> _Available records_:
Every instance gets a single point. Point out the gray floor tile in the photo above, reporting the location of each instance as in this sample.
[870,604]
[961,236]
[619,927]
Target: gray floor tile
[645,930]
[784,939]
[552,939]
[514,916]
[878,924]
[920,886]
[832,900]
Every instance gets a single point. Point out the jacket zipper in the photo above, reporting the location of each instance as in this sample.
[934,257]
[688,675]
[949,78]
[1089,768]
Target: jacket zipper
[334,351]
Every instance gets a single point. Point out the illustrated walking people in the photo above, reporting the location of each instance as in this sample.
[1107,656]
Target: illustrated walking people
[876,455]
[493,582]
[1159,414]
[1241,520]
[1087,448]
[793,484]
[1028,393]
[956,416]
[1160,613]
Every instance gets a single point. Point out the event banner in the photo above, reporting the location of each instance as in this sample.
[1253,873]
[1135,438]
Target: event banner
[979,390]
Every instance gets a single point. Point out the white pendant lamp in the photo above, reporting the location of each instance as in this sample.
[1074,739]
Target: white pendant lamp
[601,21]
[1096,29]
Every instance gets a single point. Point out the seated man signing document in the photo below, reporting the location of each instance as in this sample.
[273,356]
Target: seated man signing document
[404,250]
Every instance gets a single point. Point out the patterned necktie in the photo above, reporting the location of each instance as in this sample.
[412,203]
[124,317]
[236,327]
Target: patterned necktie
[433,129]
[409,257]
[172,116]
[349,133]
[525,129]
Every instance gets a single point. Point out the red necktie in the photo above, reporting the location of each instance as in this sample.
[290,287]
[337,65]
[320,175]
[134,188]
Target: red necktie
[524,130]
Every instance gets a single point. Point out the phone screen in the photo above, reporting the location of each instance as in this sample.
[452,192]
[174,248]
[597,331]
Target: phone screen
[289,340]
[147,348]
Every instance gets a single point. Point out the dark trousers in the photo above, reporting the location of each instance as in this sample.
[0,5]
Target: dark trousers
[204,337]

> _What you should do_: Looking through the data above, count the lines that include the string "photo" and give only the count.

> _Solution to the problem_: 10